[[ Selected extract, beginning ]]

Over the next few weeks I'm going to be trying out some of the City’s top weight loss methods in the lead up to bikini/Speedo season.

Tried and Tested: The Food Doctor Clinic

Last week I visited The Food Doctor Clinic in Harley St (, to see how a holistic (in the truest sense of the word) approach can help when it comes to tackling the tricky issue of eating.

● The Nutritionist’s Advice: Don't think you have to white-knuckle it with a bit of fish and salad at lunch in order to lose weight. In fact, it's a false calorie economy as your body needs those starchier carbs to see you through the afternoon. To keep mid-afternoon cake pangs at bay, have something like a smoked salmon pitta bread at lunch, or a salad with rice and avocado in it to bulk it up.

The Acupuncturist’s Role: For most people, stress is a given these days, particularly in the City – bad news for the waistline as some studies have shown that stress and elevated levels of the stress hormone cortisol tend to cause fat deposit in the abdominal area. Very recent research from Georgetown University Medical Center found that acupuncture reduced the levels of a protein-like substance in rats linked to chronic stress: “It has long been thought that acupuncture can reduce stress, but this is the first study to show molecular proof of this benefit,” said the study’s lead author.

● The Psychologist’s Take: If food is your crutch and something you turn to for comfort, find another crutch. It’s as easy to get hooked on diving or golf if you work at it. Sometimes it’s not about eliminating crutches but finding ones we can live with and a sporting fix is a way better one than a Stella or takeaway one – and just as effective. According to new research from the University of Bergen, extreme sport athletes may be just as addicted to thrill-seeking and their impulses as, say, compulsive gamblers are, it’s just that their addictions are somewhat healthier.

Verdict: I liked the way the advice was realistic and catered for a busy, stressful life and took into account the fact that most people don’t want to give too much up to get in shape. I also like the idea that comfort eating can be tackled in the process.

[[ Selected extract, end ]]
[[ Entries shown, beginning ]]

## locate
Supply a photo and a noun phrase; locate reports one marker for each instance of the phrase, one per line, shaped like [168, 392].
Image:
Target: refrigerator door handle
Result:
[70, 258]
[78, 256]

[[ Entries shown, end ]]

Write out the part of the Food Doctor Clinic review that runs from "Tried and Tested: The" up to and including "bulk it up.", copying each word and punctuation mark as it appears.

◆ **Solution for this task**:
Tried and Tested: The Food Doctor Clinic

Last week I visited The Food Doctor Clinic in Harley St (, to see how a holistic (in the truest sense of the word) approach can help when it comes to tackling the tricky issue of eating.

● The Nutritionist’s Advice: Don't think you have to white-knuckle it with a bit of fish and salad at lunch in order to lose weight. In fact, it's a false calorie economy as your body needs those starchier carbs to see you through the afternoon. To keep mid-afternoon cake pangs at bay, have something like a smoked salmon pitta bread at lunch, or a salad with rice and avocado in it to bulk it up.